Records from a collection:
- - -

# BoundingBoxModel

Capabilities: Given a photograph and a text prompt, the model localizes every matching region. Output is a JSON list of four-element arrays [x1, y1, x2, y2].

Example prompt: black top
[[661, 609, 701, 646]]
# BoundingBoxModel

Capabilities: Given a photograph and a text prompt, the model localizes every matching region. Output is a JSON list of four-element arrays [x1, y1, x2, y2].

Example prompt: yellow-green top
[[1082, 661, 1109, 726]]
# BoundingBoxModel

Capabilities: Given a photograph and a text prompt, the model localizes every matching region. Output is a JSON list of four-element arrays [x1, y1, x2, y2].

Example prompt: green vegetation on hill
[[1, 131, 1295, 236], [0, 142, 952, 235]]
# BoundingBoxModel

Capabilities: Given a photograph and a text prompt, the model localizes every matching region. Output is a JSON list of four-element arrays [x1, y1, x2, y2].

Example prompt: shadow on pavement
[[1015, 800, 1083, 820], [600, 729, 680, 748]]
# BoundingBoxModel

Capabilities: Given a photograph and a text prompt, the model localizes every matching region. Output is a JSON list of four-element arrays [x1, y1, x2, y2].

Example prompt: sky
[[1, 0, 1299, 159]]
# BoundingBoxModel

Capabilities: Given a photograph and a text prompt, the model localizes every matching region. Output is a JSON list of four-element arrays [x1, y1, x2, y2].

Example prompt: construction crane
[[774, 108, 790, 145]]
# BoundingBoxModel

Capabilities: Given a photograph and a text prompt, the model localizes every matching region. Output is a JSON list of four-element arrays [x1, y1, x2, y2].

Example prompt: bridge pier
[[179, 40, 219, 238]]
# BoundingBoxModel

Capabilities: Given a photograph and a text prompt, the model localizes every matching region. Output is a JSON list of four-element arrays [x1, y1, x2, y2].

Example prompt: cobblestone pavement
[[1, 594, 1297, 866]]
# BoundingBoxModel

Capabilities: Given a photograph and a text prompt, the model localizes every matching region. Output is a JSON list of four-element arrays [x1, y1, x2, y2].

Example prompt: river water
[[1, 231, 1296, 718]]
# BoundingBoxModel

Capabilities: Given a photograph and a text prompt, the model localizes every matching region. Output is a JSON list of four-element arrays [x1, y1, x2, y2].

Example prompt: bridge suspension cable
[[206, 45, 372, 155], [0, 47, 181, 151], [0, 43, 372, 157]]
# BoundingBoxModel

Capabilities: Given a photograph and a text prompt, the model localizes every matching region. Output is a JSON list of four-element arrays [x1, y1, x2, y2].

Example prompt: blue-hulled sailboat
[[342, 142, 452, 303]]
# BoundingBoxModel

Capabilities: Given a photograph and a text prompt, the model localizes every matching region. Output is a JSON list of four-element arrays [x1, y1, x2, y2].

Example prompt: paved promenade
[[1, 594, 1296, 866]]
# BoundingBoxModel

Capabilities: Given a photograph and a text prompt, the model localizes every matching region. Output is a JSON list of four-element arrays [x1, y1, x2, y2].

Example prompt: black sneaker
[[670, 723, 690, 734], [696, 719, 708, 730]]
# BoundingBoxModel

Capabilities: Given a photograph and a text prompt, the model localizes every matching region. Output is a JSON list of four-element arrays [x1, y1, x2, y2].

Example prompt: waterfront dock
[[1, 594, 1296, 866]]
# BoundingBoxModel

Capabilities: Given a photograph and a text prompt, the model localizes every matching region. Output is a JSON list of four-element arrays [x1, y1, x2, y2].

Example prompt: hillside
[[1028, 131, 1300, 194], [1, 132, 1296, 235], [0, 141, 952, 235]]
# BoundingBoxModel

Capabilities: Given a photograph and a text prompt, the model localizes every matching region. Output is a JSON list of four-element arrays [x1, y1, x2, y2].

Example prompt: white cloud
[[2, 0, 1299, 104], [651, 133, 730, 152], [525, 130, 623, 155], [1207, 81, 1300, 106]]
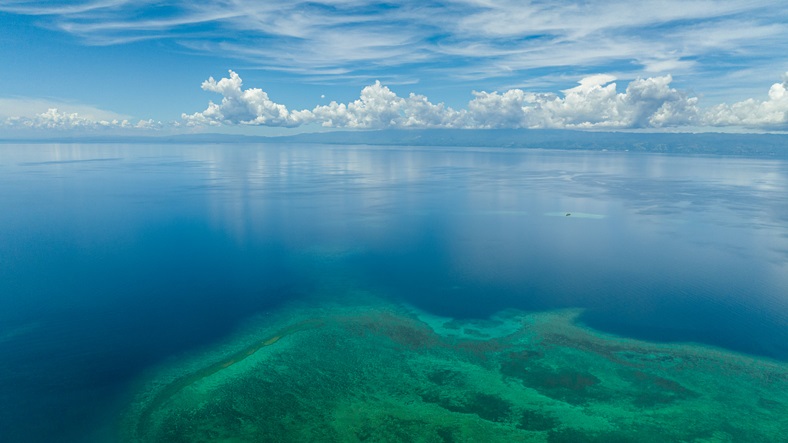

- - -

_What you need to do_
When you retype the data above, match every line exactly and leave the pictures behind.

_Response area_
# BoundingBoxModel

Capabilities: Given a photograph and a text prompt, the model localizes every matching region. Output is a JSON list of four-element arrays [x1, y1, x2, y2].

Example prompt: black top
[[661, 609, 701, 646]]
# BoundingBoxModel

Capabilities: Given a photograph and a text prompt, the model localizes every matching region. Output is a JSON list of four-element arrays [x1, y1, x2, y2].

Example prompt: yellow-green top
[[1082, 661, 1109, 726]]
# BoundingBoxModel

Capabilities: Given a photograph and a text prompt, the model localizes every matching region. Output is a JSON list of four-element arrays [x1, y1, x2, y2].

Example prompt: green vegetation on hill
[[1, 131, 1295, 236], [0, 142, 952, 235]]
# BoundingBoxModel

Capabilities: Given a photograph and a text prompt, the model localizes every matching region. Output is a JSON list of four-element arrays [x1, y1, x2, y2].

Example prompt: shadow on pavement
[[1015, 800, 1083, 820], [600, 729, 680, 748]]
# BoundingBoxModel

Capabilities: Given a photograph and a text prompt, the model localizes every matching region. Output is a JSON list of four-element arrays [x1, y1, x2, y2].

Example prompt: sky
[[1, 0, 1299, 159]]
# BoundingBoxModel

Capabilities: Given a photograph and a text prompt, the model localizes every matching region. Output is a JSON list of four-element arrays [x1, y1, x2, y2].

Example prompt: construction crane
[[774, 108, 790, 145]]
# BoundingBoxModel

Capabilities: Given a photograph and a text prompt, the model localizes every matching region. Output is a JSON list of four-element arrays [x1, y1, x2, y2].

Example prompt: bridge pier
[[179, 40, 219, 238]]
# BoundingBoxModel

Capabilities: Given a photograph and a text prompt, the model localizes every matching region. Output is a JSON list of four-element arrays [x1, y1, x2, y2].

Example prompt: cobblestone pavement
[[1, 594, 1297, 866]]
# BoundingBoxModel

Capabilities: Given a photograph and a text prompt, the model localizes every matching region. Output is a JSON list of four-element arrays [x1, y1, x2, y2].

Example prompt: river water
[[1, 231, 1296, 718]]
# BoundingBoxModel

Capabilities: Given a photograph and a text prompt, the model localizes every matching region. Output is a JSON list of four-element arrays [x1, y1, x2, y2].

Example prompt: bridge suspension cable
[[206, 45, 372, 155], [0, 47, 181, 151], [0, 43, 372, 157]]
# BoundingBoxModel

Capabilities: Given a photograph and a text prompt, the model localizes every matching region. Output is a JSON list of four-element arrays [x1, y1, x2, y2].

Example prompt: blue-hulled sailboat
[[342, 142, 452, 303]]
# BoundingBoxModel

Capabilities: Given a photograph and a text prompt, the model localizes every matching region. Output is a JSON list of four-element arrays [x1, y1, x2, y2].

Example prompt: paved promenade
[[1, 594, 1296, 866]]
# BoundingBoxModel

Capabilities: Given a photograph and a text prompt, the model localizes every matching region. Output is a JSON list of four-element arrays [x1, y1, x2, y2].

Example prompt: black sneaker
[[670, 723, 690, 734], [696, 719, 708, 730]]
# BoundingBoxModel

Capabilities: Given a photograph and a text prompt, the model localizes every matching region. Output is a JSON list of four-element arrays [x1, y1, x2, y2].

Example prompt: waterfront dock
[[1, 594, 1296, 866]]
# BoundingBoxModel

Capabilities: Given a photograph and a text prompt, the model localizes every matching region. Output is a JSON list of four-element arrays [x1, y1, x2, y2].

Example prompt: hillside
[[1028, 131, 1300, 194], [1, 132, 1296, 235], [0, 141, 952, 235]]
# BoundingBoxModel

Capabilities: Given a photograph and a text prompt, the model localizes every matching region. Output is a JSON list of four-element arrays [x1, y1, x2, y2].

Example prompt: white cloud
[[2, 0, 1299, 104], [651, 133, 730, 152], [525, 130, 623, 155], [1207, 81, 1300, 106]]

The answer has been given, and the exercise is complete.